#### Required work:
Render every line of the listing below as a Markdown table with the columns "Row" and "Text", numbering the rows in order and leaving out blank lines.

#### Records shown:
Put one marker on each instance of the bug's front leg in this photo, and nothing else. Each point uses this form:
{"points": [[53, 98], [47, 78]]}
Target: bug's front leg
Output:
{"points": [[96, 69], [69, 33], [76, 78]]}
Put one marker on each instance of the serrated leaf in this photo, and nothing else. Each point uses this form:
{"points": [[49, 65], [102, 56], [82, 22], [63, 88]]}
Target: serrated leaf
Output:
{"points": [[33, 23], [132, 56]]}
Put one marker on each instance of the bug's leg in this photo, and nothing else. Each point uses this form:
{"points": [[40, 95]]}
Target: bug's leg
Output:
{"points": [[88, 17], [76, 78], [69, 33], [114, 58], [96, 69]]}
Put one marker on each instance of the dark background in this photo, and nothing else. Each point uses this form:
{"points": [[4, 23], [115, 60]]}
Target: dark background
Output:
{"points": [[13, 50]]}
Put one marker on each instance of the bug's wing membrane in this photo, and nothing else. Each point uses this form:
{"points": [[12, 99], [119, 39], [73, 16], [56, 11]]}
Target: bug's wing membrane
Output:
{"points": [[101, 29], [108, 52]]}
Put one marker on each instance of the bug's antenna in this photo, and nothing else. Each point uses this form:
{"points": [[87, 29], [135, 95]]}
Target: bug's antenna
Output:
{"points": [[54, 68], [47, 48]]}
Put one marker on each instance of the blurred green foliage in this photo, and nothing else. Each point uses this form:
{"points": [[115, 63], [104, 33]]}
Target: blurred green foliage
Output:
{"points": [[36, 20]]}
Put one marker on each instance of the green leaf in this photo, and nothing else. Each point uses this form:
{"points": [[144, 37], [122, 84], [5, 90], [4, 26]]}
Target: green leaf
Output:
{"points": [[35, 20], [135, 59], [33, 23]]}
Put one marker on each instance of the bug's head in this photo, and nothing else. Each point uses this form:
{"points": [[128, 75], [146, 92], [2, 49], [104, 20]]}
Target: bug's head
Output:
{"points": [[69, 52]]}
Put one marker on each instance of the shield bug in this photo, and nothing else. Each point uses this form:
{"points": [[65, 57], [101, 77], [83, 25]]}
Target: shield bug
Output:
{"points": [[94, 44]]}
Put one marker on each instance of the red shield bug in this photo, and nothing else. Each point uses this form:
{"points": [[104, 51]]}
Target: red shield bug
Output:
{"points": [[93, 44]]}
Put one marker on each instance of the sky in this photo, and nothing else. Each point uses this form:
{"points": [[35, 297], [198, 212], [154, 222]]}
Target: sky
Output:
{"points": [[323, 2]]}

#### Worked answer:
| Row | Text |
|---|---|
| 1 | Put one marker on each instance of the bug's front leg in this photo, and nothing else. Each point uses this form: |
| 2 | {"points": [[53, 98], [47, 78]]} |
| 3 | Target: bug's front leg |
| 4 | Output: |
| 5 | {"points": [[96, 69], [69, 33], [76, 78]]} |
| 6 | Put one marker on each instance of the serrated leaf in this photo, and nothing else. Each point uses this form: |
| 7 | {"points": [[49, 65], [102, 56], [82, 22], [63, 88]]} |
| 8 | Target: serrated leaf |
| 9 | Output: |
| 10 | {"points": [[33, 23], [132, 56]]} |
| 11 | Put one marker on each instance of the bug's leg in this photo, and nothing else. Each point uses this form: |
| 12 | {"points": [[40, 95]]} |
| 13 | Target: bug's leg |
| 14 | Output: |
| 15 | {"points": [[88, 17], [76, 78], [69, 33], [114, 58], [96, 69]]} |
| 16 | Put one marker on each instance of the dark background in this photo, and nothing else. Each point uses this form: |
| 17 | {"points": [[4, 23], [115, 60]]} |
| 18 | Target: dark background |
| 19 | Output: |
| 20 | {"points": [[13, 50]]} |
| 21 | Put one marker on each instance of the bug's wing membrane in this photo, and nothing else. Each point uses this form: |
| 22 | {"points": [[12, 99], [119, 39], [73, 16], [56, 11]]} |
| 23 | Target: bug's wing membrane |
| 24 | Output: |
| 25 | {"points": [[101, 29], [108, 52]]} |
| 26 | Put one marker on each instance of the bug's antenna in this photo, and nothing else. Each point uses this form: |
| 27 | {"points": [[87, 29], [135, 95]]} |
| 28 | Target: bug's antenna |
| 29 | Output: |
| 30 | {"points": [[54, 68], [47, 48]]} |
| 31 | Put one marker on each instance of the blurred green foliage in this photo, and nothing else. Each point uses this form: |
| 32 | {"points": [[115, 63], [104, 33]]} |
| 33 | Target: blurred green foliage |
| 34 | Output: |
| 35 | {"points": [[36, 20]]} |
| 36 | Put one marker on each instance of the green leaf in this photo, and nothing else. Each point uses this form: |
| 37 | {"points": [[144, 37], [122, 84], [5, 90], [4, 26]]} |
| 38 | Target: green leaf |
| 39 | Output: |
| 40 | {"points": [[35, 20], [135, 59], [33, 23]]} |
| 41 | Put one marker on each instance of the bug's head in this photo, and nothing else. Each point uses this form: |
| 42 | {"points": [[128, 75], [146, 92], [2, 49], [104, 20]]} |
| 43 | Target: bug's head |
| 44 | Output: |
| 45 | {"points": [[69, 52]]} |
| 46 | Put one marker on each instance of the shield bug in this photo, and nothing else. Each point uses this form: |
| 47 | {"points": [[65, 57], [101, 77], [83, 25]]} |
| 48 | Target: shield bug |
| 49 | Output: |
| 50 | {"points": [[94, 44]]} |
| 51 | Put one marker on each instance of the red shield bug in this photo, and nothing else. Each point uses this form: |
| 52 | {"points": [[104, 51]]} |
| 53 | Target: red shield bug |
| 54 | Output: |
| 55 | {"points": [[93, 44]]} |
| 56 | Put one marker on each instance of the sky in this photo, and nothing else. Each point uses this form: |
| 57 | {"points": [[35, 297], [198, 212], [154, 222]]} |
| 58 | Target: sky |
| 59 | Output: |
| 60 | {"points": [[323, 2]]} |